▶ **Exercise instructions**:
Can you reproduce the material below word for word, leaving every line unchanged?

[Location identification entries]
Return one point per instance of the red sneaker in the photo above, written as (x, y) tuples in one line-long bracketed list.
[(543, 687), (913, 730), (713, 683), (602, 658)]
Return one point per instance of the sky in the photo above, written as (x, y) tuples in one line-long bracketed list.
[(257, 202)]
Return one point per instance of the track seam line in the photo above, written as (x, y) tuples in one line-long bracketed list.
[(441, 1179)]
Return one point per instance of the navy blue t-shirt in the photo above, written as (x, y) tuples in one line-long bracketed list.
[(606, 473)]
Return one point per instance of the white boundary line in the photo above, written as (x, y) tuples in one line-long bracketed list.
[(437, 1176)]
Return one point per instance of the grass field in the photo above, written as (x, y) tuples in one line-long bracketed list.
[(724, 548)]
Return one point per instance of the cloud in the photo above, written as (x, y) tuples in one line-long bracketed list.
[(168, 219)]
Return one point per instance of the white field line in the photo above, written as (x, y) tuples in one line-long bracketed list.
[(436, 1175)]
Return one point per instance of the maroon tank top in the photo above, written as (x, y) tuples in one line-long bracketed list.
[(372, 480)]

▶ **Solution for this problem**:
Return one point per instance of the red sneaker in the photo above, written as (x, y) tuples in one line-long bracketed list.
[(543, 687), (913, 730), (713, 683), (602, 658)]
Return one point per instance of the sky in the photo above, written as (x, y) tuples in one line-long bracketed list.
[(257, 202)]
Return one point per instance of the track seam line in the photo above, written as (x, y) tuples in one line-long bracketed list.
[(441, 1179)]
Return one point per instance of the navy blue t-shirt in the photo above, written as (x, y) tuples in one line-long bracketed list.
[(606, 473)]
Return one point per instance of the white boundary line in the photo above, written as (x, y) tuples in one line-long bracketed list.
[(437, 1176)]
Return one point per instance of the grass field in the photo above, written as (x, y) tuples in one line-long bracketed list.
[(724, 548)]
Return one point per instance of the cloud in the photo above, written as (x, y) tuples in one line-long bracketed list.
[(168, 219)]
Return one point per instance of the white field line in the photo above, written as (x, y) tuples in one line-long bracketed list.
[(436, 1175)]
Return one point per instance of the maroon tank top in the photo above, written as (x, y) tuples in one line-long bracketed list.
[(372, 480)]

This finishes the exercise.